#### [Exercise instructions]
Which lines in the entries below contain the string "tile"? Select each one and copy it out in full, treating uppercase and lowercase letters as different.
++++++++++++++++++++
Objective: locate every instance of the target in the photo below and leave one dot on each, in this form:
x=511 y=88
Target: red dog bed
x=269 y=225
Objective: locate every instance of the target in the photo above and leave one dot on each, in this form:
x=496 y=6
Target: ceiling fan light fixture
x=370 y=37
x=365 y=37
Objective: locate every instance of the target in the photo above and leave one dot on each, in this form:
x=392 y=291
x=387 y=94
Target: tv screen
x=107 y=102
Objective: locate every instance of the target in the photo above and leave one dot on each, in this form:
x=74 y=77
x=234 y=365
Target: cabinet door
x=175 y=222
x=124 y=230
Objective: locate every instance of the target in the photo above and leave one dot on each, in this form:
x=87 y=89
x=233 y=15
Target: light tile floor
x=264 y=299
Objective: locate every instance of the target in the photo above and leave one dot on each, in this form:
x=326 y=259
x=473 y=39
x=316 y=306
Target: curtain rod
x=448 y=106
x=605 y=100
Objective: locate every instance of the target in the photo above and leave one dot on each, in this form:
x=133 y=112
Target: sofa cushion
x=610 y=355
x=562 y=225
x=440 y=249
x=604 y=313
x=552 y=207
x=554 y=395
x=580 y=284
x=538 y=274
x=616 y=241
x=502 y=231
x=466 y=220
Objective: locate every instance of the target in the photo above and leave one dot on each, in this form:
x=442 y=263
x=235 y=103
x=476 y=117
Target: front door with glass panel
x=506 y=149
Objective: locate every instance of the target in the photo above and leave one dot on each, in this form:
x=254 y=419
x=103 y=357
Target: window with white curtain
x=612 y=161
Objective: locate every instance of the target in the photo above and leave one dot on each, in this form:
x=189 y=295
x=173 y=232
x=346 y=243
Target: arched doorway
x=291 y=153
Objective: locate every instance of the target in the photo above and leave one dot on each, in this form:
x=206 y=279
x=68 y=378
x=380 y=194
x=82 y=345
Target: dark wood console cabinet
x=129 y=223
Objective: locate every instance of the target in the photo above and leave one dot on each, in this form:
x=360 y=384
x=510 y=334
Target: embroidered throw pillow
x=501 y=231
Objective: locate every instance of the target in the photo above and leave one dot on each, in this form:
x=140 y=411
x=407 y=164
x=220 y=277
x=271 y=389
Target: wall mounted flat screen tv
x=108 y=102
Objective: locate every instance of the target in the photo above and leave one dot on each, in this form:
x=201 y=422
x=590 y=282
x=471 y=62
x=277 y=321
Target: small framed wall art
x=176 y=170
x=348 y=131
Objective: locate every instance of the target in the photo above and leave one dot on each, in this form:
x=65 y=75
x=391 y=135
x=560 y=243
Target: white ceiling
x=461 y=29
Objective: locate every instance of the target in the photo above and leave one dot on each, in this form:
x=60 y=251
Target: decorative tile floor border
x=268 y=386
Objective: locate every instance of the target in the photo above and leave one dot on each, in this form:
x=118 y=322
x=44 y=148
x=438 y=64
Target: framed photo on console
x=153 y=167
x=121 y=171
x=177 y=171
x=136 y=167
++++++++++++++++++++
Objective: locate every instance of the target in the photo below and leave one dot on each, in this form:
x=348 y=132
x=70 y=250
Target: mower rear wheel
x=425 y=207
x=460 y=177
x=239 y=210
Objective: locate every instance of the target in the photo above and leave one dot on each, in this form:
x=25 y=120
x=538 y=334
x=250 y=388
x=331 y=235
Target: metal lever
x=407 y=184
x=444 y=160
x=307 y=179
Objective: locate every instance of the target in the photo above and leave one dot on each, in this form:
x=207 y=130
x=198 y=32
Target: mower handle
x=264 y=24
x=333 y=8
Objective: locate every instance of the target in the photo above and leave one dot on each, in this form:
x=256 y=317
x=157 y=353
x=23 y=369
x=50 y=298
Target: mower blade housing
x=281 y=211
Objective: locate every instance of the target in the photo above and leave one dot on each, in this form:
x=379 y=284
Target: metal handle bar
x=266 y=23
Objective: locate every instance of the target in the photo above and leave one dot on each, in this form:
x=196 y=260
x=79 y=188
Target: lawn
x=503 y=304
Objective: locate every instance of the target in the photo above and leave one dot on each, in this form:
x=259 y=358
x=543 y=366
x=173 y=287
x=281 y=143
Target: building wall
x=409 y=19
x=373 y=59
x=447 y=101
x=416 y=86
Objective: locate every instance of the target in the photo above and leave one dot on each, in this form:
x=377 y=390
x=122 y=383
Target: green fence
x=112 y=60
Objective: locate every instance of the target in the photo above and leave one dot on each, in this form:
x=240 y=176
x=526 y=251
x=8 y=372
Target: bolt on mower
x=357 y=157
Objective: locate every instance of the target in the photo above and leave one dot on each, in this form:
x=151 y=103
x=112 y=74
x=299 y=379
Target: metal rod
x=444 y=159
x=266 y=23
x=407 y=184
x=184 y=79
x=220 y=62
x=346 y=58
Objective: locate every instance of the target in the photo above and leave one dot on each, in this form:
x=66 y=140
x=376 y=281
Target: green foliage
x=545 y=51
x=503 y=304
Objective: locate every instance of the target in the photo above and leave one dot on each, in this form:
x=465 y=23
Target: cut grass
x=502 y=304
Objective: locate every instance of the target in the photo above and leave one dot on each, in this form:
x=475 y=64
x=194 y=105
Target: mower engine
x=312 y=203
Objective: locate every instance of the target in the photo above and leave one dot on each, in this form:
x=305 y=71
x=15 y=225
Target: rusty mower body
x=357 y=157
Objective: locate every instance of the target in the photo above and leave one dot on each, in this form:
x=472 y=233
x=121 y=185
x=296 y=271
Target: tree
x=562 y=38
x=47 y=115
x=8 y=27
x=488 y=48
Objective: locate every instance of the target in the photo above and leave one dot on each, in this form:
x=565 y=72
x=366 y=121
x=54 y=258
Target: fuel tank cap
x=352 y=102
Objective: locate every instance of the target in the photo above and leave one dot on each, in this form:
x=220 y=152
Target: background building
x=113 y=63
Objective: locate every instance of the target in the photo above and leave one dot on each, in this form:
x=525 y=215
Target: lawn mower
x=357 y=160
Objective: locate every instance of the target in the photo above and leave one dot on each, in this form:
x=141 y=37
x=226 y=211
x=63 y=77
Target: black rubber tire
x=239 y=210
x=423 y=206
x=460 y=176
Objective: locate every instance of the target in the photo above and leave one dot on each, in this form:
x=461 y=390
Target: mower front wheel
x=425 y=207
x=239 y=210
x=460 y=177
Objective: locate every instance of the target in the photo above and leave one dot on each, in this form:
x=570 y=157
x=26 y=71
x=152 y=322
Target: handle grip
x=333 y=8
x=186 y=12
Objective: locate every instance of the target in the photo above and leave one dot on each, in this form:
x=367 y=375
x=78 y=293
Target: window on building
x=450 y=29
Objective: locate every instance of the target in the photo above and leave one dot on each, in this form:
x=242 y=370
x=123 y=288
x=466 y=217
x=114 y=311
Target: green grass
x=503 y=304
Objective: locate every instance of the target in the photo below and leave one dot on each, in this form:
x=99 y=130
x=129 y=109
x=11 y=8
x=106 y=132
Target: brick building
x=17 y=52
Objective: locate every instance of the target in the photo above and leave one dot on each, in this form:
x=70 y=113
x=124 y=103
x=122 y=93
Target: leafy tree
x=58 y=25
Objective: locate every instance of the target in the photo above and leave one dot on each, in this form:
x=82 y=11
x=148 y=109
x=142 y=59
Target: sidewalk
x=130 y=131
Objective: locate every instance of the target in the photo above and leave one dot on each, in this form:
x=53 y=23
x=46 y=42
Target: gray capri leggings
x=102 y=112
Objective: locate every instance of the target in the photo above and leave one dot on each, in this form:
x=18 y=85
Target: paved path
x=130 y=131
++++++++++++++++++++
#### [Complete answer]
Target: light tile floor
Target: decorative tile floor border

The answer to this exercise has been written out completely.